# [Point marking records]
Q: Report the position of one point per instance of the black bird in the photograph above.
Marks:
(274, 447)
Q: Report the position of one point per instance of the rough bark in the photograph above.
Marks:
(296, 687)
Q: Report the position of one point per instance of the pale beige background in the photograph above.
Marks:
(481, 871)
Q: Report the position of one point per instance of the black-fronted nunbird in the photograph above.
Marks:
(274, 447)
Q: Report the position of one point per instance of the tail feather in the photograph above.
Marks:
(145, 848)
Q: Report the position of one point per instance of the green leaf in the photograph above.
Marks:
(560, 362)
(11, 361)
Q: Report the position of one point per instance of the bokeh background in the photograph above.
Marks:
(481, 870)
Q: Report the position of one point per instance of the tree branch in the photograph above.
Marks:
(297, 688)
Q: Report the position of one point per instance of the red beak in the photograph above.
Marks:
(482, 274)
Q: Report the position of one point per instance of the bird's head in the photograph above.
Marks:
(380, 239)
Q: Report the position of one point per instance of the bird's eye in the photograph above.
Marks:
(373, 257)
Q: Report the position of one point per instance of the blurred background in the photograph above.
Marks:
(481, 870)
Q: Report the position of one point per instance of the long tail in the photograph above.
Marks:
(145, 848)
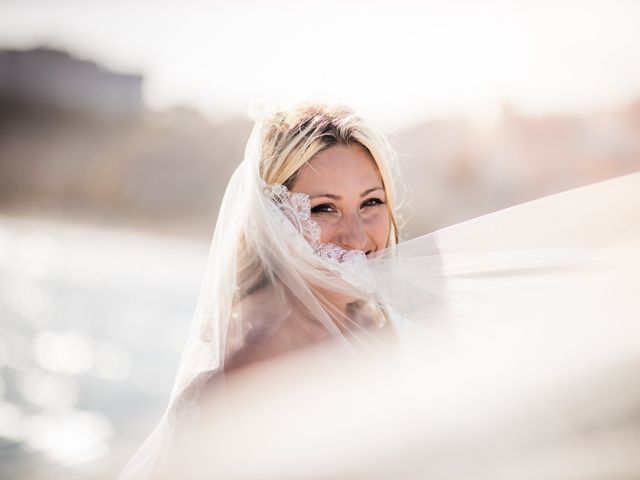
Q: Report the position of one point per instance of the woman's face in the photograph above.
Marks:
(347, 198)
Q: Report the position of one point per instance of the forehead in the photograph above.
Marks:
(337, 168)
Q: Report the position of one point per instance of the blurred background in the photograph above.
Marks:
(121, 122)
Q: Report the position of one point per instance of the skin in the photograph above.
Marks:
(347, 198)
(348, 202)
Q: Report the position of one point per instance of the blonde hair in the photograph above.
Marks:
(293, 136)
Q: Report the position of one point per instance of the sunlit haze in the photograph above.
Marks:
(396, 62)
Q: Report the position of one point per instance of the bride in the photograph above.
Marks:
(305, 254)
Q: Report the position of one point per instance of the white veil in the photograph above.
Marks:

# [OBJECTIVE]
Copy out all the records again with "photograph" swapped for "image" and nothing else changed. Leave the pictures out.

# [PROBLEM SOLUTION]
Q: Report the position of one point per instance of the black bird in the image above.
Marks:
(274, 447)
Q: Report the position of one point per instance of the rough bark in the image above.
Marks:
(296, 687)
Q: Report the position of one point per instance of the pale beige background in the image above.
Marks:
(481, 871)
Q: Report the position of one point per instance of the black-fronted nunbird in the image above.
Marks:
(274, 447)
Q: Report the position of one point per instance of the tail feather in the image above.
Marks:
(145, 848)
Q: Report the position of one point per instance of the green leaf in the image above.
Marks:
(560, 362)
(11, 361)
Q: Report the position of one point per instance of the bokeh background in the image above.
Marks:
(481, 870)
Q: Report the position of one point per instance of the tree branch in the image above.
Marks:
(297, 688)
Q: Report the position of one point per instance of the red beak in the image above.
Marks:
(482, 274)
Q: Report the position of one point per instance of the bird's head in the image above.
Marks:
(380, 239)
Q: Report the position of one point per instance of the bird's eye in the image above.
Marks:
(373, 257)
Q: Report the position of one point per instance of the blurred background in the image above.
Marks:
(481, 870)
Q: Report the position of one point per instance of the long tail in the image above.
Marks:
(145, 848)
Q: Report the position of one point per instance of the woman's face in the image above.
Marks:
(347, 198)
Q: Report the position of one point per instance of the forehead in the image above.
Marks:
(337, 168)
Q: Report the position of one point per instance of the blurred background in the image above.
Marks:
(121, 122)
Q: Report the position of one point per instance of the skin in the image above.
Marks:
(347, 198)
(348, 202)
Q: Report the position of one point per instance of the blonde hair in the image above.
Marks:
(293, 136)
Q: Report the position of one point per instance of the sunlit haze in the image above.
Marks:
(396, 62)
Q: Report the position of one point per instance of the bride in the image above.
Marks:
(305, 254)
Q: Report the position of one point per instance of the white veil in the image above.
Marks:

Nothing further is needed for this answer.